===== PASSAGE FOR REVIEW

Super Foods: Fad or Fact? New Library Series Explores Question

Staff Report

POCATELLO – Ever wondered about the promises that so-called “super foods” make? Could the acai berry really slow down cancer? Can the the Goji berry actually brighten your skin?

Super foods like acai and goji berries are always in the news today. Boosting immunity, increasing weight loss, and preventing cancer are among the claims proponents of super foods make. But are they really any better for you than other, more affordable fruit and vegetables?

Marshall Public Library will host a program aimed at answering these questions Monday at 6:30 p.m. at the library.

Registered Dietician Mallory Summers, RD, LD, will host the event.

The top five best-selling superfruits — acai berries, cranberry, coconut, elderberry and goji berries — brought in more than $205 million in the 52 weeks ending April 16, according to the Spins, a market research firm for the natural products industry.

Just the sales of juice, powder, tea and supplement capsules containing the Brazilian acai (pronounced a-sigh-EE) berry generated more than $130 million in 2011. Coconut sales of $22 million grew 50 percent as various canned and bottled coconut waters filled grocery shelves. Acai sales, up 32 percent in 2009, are down 6.2 percent.

Although many dietitians disagree with super fruit’s almost magical powers, the most recent reports say that the the global juice market is expected to grow at a rate of 3.96 percent from 2015-2019, according to research firm Technavio.

The program called “Super Foods: Fad or Fact?” is a part of the library’s new health series “You and Your Health at Your Library.” Samples of healthy foods will be offered at the event.

The library is located at 113 South Garfield Avenue. This program is free and open to all members of the public.

==========

QUESTIONS TO ANSWER:
1) Repeat the passage of the super foods article that begins at the words "Although many dietitians" and stops after the words "research firm Technavio.", switching "dietitians" to "nutritionists".
2) According to the super foods article, at what street address is the library located?

===== RECORDS SHOWN

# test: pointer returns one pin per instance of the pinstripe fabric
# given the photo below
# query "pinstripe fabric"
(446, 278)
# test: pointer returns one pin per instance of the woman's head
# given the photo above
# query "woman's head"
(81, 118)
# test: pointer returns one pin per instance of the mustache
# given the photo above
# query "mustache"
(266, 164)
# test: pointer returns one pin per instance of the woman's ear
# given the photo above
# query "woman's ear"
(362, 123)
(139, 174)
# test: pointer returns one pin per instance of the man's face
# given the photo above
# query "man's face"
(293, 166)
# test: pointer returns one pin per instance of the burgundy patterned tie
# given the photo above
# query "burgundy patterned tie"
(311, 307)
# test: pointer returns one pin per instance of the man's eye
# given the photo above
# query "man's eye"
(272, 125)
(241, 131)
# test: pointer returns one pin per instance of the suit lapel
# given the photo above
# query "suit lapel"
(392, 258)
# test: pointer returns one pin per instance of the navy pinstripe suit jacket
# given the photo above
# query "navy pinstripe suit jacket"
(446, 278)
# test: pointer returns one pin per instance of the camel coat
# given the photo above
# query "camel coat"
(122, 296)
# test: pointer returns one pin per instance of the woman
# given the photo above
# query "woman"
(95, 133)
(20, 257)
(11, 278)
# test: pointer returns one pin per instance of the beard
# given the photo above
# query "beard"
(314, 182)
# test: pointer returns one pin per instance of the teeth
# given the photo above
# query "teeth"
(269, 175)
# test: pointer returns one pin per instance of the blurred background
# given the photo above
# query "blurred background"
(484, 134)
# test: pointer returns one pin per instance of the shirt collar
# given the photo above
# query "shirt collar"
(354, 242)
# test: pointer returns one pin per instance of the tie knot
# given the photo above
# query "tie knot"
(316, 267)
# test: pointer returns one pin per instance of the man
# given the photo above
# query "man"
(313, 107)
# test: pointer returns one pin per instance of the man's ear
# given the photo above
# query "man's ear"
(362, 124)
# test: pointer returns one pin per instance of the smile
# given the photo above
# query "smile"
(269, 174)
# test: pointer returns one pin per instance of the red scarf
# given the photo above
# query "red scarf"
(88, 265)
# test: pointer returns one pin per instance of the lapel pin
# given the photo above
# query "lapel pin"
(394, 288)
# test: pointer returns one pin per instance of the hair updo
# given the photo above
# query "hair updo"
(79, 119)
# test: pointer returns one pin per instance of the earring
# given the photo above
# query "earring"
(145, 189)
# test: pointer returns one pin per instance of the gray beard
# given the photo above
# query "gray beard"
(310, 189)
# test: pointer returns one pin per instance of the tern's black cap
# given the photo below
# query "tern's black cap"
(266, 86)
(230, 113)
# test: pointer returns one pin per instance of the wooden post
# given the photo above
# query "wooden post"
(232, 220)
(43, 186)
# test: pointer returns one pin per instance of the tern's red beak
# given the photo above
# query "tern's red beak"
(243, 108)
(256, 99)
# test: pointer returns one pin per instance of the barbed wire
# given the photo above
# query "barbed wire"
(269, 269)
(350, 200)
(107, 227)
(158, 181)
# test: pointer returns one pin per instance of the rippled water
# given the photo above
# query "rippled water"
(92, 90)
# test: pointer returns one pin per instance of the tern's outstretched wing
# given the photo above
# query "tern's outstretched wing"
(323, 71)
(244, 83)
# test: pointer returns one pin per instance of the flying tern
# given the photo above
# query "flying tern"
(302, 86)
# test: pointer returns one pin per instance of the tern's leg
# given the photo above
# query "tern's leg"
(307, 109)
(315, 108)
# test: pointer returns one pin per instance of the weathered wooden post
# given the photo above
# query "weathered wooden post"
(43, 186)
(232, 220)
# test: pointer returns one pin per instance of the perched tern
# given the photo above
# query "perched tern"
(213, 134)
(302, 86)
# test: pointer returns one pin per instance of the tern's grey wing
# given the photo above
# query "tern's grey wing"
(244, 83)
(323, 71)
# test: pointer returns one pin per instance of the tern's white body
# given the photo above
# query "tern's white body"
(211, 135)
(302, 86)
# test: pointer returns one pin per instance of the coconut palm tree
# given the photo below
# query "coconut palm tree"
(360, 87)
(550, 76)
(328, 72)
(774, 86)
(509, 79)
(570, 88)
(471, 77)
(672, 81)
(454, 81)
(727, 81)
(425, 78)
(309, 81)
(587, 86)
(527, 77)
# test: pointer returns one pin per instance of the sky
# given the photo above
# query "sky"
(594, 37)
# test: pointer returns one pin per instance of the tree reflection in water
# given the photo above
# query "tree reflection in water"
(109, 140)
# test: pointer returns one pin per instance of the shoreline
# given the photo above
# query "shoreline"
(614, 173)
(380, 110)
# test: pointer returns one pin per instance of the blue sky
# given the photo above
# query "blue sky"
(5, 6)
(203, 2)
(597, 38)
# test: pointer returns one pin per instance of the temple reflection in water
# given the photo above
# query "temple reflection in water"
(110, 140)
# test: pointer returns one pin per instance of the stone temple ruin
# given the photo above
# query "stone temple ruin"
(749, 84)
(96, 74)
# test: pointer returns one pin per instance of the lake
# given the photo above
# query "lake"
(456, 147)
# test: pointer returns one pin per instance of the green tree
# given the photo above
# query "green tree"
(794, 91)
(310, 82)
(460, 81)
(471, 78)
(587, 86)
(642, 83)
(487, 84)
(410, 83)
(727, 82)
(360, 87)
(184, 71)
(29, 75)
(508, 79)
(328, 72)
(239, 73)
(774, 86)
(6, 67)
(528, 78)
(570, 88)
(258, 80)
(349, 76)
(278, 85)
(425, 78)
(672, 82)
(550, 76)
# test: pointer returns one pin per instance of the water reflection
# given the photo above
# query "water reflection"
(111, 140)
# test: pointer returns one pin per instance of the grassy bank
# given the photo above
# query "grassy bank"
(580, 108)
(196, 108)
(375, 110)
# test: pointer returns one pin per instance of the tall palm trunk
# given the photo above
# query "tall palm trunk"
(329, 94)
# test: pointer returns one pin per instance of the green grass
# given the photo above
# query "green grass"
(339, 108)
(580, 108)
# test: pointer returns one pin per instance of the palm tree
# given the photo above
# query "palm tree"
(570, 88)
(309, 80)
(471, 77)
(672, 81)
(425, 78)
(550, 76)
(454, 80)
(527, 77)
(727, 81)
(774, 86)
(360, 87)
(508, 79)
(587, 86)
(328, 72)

==========

PROBLEM SOLUTIONS:
1)
Although many nutritionists disagree with super fruit’s almost magical powers, the most recent reports say that the the global juice market is expected to grow at a rate of 3.96 percent from 2015-2019, according to research firm Technavio.

2) 113 South Garfield Avenue